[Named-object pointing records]
○ ○ ○ ○ ○ ○ ○

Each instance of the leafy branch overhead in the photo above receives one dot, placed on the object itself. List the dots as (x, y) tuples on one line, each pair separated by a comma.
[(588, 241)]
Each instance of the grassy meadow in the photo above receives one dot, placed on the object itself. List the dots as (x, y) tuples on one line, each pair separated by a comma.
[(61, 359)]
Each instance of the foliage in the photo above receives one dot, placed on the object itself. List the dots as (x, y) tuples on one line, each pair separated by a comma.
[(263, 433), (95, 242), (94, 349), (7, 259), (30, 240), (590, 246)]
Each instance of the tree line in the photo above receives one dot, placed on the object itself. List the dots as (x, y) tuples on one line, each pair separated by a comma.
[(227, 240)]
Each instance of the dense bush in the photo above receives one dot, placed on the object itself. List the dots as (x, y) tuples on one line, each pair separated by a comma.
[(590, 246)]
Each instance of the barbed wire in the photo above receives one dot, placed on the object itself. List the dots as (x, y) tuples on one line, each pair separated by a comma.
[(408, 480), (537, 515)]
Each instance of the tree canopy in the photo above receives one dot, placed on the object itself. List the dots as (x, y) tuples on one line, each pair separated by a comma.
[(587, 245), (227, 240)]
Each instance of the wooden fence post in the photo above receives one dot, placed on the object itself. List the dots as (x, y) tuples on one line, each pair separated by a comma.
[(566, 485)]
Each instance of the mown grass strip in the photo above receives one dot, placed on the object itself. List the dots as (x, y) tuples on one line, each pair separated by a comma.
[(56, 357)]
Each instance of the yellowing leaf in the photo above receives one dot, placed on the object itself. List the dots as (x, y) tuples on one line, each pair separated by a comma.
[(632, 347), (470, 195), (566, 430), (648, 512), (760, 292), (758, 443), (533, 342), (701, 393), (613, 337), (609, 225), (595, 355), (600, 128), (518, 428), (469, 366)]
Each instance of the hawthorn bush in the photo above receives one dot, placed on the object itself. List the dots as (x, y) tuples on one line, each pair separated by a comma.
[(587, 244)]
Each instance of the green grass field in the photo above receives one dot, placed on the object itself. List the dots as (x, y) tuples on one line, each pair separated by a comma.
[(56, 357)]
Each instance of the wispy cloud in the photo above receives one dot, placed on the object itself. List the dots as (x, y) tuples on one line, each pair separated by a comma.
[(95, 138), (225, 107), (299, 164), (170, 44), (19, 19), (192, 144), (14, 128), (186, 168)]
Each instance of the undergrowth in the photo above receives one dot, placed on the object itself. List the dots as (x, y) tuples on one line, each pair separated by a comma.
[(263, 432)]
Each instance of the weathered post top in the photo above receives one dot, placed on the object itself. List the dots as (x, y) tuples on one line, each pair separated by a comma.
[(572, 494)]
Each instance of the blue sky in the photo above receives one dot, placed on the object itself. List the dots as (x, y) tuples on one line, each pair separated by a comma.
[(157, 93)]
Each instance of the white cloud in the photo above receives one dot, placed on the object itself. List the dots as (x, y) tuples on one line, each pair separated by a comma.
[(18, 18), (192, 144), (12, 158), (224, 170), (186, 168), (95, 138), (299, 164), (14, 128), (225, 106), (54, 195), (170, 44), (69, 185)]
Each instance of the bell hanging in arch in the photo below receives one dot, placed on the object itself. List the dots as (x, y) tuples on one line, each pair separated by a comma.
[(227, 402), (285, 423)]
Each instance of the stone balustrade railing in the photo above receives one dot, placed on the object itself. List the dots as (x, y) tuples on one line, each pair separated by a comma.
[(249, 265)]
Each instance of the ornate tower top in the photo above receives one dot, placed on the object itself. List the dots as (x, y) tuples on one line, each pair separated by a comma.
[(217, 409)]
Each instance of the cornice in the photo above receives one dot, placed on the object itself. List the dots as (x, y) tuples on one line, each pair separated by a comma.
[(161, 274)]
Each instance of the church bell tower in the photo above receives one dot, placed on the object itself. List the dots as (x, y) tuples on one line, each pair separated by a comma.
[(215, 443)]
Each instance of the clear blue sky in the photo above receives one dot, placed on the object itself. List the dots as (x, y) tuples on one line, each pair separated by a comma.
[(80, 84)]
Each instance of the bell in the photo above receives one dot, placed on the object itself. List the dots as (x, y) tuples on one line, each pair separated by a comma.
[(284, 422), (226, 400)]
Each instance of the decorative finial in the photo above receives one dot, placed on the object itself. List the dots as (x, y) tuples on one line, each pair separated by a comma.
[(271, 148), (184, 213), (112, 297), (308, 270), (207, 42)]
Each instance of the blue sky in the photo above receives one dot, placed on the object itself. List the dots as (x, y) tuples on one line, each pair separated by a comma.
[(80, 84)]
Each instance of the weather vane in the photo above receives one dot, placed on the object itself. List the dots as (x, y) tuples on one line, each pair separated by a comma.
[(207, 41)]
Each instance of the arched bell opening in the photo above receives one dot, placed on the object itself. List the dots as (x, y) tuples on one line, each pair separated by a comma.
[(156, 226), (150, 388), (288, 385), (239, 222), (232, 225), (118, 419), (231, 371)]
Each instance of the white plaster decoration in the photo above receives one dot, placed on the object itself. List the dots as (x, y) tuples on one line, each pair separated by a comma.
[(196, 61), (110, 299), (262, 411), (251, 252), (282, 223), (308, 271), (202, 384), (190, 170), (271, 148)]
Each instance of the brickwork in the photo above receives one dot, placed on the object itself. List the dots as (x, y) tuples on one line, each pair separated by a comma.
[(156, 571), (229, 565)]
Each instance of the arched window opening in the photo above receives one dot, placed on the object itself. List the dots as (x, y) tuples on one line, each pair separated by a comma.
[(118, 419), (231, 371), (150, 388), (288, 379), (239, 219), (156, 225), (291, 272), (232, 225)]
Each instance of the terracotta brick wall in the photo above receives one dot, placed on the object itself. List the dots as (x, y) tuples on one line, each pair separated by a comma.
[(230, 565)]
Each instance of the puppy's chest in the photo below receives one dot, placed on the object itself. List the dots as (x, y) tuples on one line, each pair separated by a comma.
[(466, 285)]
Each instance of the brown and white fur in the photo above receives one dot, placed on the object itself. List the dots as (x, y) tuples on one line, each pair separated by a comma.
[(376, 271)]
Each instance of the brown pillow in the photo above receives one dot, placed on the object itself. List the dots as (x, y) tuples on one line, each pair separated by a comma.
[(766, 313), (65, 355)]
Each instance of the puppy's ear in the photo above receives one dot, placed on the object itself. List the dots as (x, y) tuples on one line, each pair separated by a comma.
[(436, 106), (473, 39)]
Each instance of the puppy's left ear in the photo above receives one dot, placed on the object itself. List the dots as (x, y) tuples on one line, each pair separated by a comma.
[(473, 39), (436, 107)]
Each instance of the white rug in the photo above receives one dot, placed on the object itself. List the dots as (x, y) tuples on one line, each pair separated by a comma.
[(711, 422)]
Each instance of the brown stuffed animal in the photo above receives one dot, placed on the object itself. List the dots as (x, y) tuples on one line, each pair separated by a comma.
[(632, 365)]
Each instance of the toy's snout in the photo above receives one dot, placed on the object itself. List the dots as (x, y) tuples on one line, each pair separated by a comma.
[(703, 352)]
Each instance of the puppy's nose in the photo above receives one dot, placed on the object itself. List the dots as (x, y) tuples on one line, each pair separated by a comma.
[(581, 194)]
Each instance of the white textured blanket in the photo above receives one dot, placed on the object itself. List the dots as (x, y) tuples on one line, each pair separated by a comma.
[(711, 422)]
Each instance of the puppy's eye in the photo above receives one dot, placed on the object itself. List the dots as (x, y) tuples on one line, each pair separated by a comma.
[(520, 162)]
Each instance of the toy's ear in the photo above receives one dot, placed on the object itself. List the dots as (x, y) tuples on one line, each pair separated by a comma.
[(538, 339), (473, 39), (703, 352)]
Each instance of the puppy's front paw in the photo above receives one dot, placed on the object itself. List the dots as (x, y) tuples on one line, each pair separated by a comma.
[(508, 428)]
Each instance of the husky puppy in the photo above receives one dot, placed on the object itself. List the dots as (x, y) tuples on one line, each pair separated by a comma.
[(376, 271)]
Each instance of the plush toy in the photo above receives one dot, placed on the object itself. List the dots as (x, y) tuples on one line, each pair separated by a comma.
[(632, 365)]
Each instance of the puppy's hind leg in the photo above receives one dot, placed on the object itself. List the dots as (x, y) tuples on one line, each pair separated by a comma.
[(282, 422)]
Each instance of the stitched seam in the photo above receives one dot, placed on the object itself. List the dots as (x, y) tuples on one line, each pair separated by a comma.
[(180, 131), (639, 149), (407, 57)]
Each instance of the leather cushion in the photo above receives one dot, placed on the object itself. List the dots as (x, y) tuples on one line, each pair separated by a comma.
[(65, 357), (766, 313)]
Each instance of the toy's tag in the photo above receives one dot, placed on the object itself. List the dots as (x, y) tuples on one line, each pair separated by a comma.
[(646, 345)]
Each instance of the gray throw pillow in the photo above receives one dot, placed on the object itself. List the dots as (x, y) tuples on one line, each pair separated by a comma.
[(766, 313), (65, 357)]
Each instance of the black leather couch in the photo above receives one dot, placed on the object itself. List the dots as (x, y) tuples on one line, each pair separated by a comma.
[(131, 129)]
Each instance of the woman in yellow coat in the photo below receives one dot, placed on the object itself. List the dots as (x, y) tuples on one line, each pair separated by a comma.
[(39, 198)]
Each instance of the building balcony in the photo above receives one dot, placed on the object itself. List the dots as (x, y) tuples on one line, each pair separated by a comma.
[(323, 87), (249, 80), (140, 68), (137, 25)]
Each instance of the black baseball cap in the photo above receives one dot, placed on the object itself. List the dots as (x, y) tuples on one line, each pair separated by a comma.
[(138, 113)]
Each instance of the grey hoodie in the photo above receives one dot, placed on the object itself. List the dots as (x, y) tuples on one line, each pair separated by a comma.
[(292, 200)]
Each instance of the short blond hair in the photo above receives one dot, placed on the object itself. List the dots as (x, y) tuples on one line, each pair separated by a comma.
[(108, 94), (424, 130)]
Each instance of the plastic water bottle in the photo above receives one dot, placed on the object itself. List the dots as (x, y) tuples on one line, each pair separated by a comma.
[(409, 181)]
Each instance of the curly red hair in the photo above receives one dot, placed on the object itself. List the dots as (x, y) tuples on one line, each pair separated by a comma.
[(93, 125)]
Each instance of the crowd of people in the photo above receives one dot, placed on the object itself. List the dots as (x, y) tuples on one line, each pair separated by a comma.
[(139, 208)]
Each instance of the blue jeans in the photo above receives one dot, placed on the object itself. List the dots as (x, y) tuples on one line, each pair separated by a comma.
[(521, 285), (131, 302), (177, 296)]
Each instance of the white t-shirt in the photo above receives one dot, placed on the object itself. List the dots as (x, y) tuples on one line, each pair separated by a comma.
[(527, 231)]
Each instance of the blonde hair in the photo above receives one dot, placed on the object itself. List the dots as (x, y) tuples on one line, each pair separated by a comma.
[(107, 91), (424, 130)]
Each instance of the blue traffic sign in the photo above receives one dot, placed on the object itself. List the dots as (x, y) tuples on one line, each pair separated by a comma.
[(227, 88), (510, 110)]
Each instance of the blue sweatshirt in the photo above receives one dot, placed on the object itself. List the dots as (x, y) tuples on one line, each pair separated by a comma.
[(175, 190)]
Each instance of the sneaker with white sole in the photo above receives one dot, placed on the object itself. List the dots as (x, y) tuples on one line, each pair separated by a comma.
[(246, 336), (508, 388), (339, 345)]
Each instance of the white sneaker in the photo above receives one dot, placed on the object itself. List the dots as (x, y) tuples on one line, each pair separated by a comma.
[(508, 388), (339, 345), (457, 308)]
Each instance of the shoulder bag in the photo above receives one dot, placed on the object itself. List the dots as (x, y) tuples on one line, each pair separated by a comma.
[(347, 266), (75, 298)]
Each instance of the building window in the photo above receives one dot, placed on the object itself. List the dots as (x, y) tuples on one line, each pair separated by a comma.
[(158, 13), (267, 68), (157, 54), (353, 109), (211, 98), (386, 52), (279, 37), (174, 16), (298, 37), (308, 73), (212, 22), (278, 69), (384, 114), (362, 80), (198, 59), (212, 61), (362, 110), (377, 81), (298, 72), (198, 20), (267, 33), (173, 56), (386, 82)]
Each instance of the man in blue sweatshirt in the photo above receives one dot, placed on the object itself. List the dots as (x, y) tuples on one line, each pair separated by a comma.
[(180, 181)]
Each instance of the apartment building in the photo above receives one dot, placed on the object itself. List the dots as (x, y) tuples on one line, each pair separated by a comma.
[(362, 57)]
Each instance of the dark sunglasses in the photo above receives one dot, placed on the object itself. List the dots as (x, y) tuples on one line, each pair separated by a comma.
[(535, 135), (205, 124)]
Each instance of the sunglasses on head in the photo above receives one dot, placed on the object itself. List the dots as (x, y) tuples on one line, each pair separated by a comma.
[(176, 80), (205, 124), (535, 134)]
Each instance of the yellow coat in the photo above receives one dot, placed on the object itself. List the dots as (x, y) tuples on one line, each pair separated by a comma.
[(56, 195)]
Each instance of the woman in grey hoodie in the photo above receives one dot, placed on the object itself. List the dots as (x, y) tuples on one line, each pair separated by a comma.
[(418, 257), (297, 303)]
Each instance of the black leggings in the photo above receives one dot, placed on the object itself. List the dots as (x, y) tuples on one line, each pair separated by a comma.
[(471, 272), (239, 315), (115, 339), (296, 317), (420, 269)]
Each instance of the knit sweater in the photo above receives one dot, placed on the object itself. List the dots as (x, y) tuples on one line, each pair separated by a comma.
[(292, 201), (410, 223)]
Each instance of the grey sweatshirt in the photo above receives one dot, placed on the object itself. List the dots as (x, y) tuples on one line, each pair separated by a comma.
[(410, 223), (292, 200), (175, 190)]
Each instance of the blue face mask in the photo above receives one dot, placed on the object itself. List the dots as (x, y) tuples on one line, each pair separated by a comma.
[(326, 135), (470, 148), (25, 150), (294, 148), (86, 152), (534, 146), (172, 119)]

○ ○ ○ ○ ○ ○ ○

[REQUIRED TASK] Output the lines of the records as a numbered list, starting at the line that contains "Each instance of the toy's snout" and ending at the line that contains "[(703, 352)]", with blank lines omitted.

[THE SOLUTION]
1. Each instance of the toy's snout in the photo above receives one dot, placed on the object itself. List the dots as (x, y) tuples on one line, each pair separated by a comma.
2. [(703, 352)]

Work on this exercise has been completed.